((

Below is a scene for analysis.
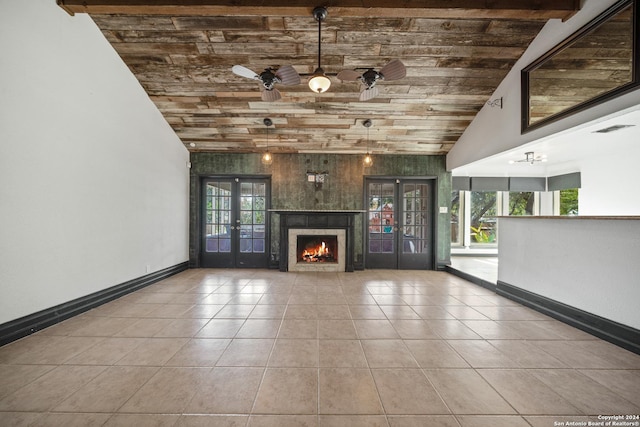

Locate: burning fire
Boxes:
[301,241,333,262]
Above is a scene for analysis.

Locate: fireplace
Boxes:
[297,235,338,263]
[273,210,362,272]
[288,229,346,272]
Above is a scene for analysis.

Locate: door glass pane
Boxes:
[240,197,251,210]
[222,196,231,210]
[239,182,266,253]
[253,211,265,225]
[368,182,395,253]
[253,184,266,197]
[219,238,231,253]
[205,181,232,253]
[255,196,265,213]
[253,239,265,252]
[402,184,428,254]
[240,211,253,224]
[240,182,253,195]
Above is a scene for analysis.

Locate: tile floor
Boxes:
[449,256,498,285]
[1,269,639,427]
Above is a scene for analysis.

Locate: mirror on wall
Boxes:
[522,0,639,133]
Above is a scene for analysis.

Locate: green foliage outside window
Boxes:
[470,192,497,244]
[560,188,579,215]
[509,192,534,216]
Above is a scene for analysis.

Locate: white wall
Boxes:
[447,0,640,171]
[0,0,190,324]
[499,218,640,330]
[578,136,640,215]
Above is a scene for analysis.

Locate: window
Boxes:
[509,192,535,216]
[451,190,547,249]
[470,191,499,245]
[451,186,577,251]
[558,188,579,215]
[451,190,462,246]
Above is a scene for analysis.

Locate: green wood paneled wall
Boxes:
[190,153,451,269]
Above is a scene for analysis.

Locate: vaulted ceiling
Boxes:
[58,0,579,155]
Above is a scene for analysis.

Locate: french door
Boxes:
[201,177,270,268]
[365,178,435,269]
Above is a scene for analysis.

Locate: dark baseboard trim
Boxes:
[445,265,497,292]
[0,262,189,347]
[497,280,640,355]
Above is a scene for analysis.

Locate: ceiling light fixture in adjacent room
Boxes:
[308,6,331,94]
[262,118,273,165]
[509,151,547,165]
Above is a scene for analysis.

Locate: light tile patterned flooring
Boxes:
[1,269,639,427]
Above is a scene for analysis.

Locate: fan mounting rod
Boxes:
[313,6,326,68]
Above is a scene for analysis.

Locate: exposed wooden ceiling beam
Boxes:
[57,0,580,20]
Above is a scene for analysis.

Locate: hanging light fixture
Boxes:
[308,6,331,93]
[261,118,273,165]
[362,119,373,167]
[508,151,547,165]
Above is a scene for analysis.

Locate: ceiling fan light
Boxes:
[308,68,331,93]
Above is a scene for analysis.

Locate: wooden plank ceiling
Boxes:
[59,0,580,155]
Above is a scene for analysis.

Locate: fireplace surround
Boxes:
[273,210,362,272]
[288,229,345,272]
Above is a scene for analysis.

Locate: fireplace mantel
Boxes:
[273,210,362,272]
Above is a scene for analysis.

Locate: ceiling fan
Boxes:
[231,65,301,101]
[337,59,406,101]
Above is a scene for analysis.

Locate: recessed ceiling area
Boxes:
[450,107,640,178]
[57,0,580,156]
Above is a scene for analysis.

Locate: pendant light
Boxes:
[308,6,331,93]
[262,118,273,165]
[363,119,373,167]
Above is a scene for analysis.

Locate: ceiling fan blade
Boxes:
[275,65,301,86]
[379,59,406,81]
[359,85,379,101]
[262,88,281,102]
[337,70,362,81]
[232,65,259,80]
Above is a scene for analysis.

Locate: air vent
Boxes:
[593,124,635,133]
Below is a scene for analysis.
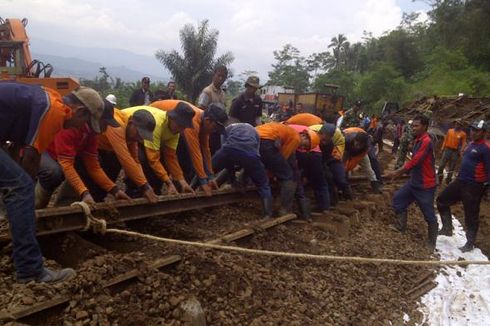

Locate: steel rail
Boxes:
[0,188,258,242]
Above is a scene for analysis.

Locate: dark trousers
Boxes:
[368,141,383,183]
[209,132,221,156]
[126,144,163,197]
[212,147,272,199]
[392,137,400,155]
[393,183,436,224]
[325,159,350,193]
[38,152,65,192]
[176,136,194,183]
[437,179,485,240]
[297,151,330,211]
[437,148,459,182]
[0,149,43,279]
[259,140,293,182]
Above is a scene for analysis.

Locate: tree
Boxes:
[328,34,349,70]
[155,20,234,102]
[268,44,310,92]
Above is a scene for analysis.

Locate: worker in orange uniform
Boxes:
[123,103,196,197]
[36,100,132,206]
[437,120,467,185]
[1,82,105,283]
[343,127,383,193]
[285,112,323,127]
[92,106,159,203]
[288,124,327,216]
[256,122,320,216]
[150,100,228,196]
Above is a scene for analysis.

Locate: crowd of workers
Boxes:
[0,67,489,284]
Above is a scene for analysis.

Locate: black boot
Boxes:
[427,222,438,252]
[438,211,453,236]
[278,180,297,216]
[261,197,273,219]
[297,198,312,221]
[459,229,477,252]
[394,211,407,233]
[370,181,382,194]
[343,185,353,200]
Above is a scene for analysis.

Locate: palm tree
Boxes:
[328,34,349,70]
[155,20,234,101]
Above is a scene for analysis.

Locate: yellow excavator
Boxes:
[0,17,79,95]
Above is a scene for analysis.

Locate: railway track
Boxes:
[0,213,296,323]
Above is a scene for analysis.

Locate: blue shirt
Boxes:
[222,123,260,156]
[0,82,49,147]
[458,139,490,184]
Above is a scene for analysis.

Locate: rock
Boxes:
[21,296,34,305]
[180,297,206,326]
[76,310,89,320]
[169,296,183,306]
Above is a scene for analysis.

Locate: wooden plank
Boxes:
[209,214,296,244]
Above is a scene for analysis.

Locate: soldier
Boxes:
[395,120,414,169]
[340,100,362,129]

))

• _The task_
Report, from the entries above, each line where "wall" is found.

• _Expected answer_
Locate: mirror on wall
Locate: white wall
Locate: green wood paneled wall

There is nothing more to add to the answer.